Select every line of the data below that contains the word "background". Case counts.

--- START OF Material supplied ---

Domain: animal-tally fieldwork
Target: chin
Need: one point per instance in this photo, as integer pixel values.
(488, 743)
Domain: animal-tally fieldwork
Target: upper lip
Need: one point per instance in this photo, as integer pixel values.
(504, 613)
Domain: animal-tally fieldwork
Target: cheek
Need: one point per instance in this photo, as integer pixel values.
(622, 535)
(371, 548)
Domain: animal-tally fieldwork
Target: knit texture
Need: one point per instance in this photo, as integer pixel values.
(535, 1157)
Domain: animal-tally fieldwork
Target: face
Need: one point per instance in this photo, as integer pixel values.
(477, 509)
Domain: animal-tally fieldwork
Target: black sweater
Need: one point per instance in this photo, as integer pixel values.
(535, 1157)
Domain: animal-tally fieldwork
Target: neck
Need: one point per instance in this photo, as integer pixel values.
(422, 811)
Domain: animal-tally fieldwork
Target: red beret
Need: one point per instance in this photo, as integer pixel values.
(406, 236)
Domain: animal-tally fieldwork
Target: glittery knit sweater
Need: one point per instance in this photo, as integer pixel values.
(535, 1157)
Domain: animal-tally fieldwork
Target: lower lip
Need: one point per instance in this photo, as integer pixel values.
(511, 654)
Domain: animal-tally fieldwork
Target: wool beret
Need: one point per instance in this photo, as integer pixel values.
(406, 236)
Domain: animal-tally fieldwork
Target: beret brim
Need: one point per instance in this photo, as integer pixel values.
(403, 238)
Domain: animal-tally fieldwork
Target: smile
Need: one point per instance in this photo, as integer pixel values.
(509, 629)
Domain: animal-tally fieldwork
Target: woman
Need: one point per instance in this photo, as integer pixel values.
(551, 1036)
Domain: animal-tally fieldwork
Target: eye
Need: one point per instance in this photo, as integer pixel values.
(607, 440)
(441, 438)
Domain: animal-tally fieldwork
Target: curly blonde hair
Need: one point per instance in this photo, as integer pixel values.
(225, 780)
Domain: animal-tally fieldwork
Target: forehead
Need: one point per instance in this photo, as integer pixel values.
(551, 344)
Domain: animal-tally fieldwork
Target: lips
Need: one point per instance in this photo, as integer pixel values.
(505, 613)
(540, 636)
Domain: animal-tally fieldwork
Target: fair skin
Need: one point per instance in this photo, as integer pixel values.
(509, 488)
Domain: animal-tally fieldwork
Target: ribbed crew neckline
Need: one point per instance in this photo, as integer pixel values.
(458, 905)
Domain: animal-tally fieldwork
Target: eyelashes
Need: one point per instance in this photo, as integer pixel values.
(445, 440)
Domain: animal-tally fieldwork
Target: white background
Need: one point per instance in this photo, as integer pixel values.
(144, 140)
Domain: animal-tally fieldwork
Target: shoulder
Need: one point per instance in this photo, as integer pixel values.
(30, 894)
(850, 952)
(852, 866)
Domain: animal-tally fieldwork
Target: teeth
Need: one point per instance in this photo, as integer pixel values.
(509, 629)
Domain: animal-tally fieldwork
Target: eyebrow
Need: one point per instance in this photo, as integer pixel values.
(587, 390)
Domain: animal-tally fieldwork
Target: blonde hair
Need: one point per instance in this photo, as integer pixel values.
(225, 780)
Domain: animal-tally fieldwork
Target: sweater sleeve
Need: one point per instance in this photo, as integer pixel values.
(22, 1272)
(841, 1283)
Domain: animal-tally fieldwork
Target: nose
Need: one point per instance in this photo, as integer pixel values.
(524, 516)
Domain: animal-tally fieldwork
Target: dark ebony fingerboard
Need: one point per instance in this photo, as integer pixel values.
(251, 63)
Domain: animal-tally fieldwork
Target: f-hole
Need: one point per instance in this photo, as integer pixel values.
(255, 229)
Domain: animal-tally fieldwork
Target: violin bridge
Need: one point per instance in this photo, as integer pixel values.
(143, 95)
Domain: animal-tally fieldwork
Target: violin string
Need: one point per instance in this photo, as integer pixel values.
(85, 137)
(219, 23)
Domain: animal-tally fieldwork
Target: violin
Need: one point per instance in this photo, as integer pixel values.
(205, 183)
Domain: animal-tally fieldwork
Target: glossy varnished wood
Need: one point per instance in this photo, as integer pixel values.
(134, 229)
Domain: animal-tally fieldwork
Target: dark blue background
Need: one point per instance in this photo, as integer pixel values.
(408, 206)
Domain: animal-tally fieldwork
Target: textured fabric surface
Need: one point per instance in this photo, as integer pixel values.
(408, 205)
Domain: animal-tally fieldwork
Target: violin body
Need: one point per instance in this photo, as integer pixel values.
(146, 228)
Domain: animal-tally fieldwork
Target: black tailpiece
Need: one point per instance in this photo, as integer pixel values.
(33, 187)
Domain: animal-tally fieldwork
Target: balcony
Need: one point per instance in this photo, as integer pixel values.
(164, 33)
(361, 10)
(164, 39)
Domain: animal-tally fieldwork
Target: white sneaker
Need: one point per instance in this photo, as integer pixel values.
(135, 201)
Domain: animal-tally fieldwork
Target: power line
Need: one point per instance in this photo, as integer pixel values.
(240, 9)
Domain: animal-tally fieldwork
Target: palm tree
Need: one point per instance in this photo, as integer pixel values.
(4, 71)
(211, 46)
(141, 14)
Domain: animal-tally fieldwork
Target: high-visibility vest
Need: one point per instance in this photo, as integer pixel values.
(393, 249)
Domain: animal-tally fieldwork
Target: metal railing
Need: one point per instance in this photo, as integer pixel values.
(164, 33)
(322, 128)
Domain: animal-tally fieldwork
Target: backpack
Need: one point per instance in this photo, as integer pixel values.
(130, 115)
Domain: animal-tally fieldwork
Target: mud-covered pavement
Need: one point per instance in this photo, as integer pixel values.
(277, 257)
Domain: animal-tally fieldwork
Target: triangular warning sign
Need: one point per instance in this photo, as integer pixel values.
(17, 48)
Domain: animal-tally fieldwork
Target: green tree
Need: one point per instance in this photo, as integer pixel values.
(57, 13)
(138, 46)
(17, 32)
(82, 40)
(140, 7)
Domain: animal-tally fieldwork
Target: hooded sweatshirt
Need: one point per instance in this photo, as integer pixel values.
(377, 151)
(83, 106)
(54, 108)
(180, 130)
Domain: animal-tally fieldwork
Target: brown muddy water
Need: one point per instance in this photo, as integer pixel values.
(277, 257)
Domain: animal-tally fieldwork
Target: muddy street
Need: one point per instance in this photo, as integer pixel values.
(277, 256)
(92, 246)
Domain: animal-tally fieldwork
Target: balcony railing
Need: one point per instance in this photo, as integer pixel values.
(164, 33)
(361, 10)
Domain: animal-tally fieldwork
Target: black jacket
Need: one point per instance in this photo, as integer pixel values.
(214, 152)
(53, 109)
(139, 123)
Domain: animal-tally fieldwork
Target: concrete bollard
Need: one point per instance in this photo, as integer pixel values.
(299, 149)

--- END OF Material supplied ---

Response to this task:
Target: white background
Target: dark blue background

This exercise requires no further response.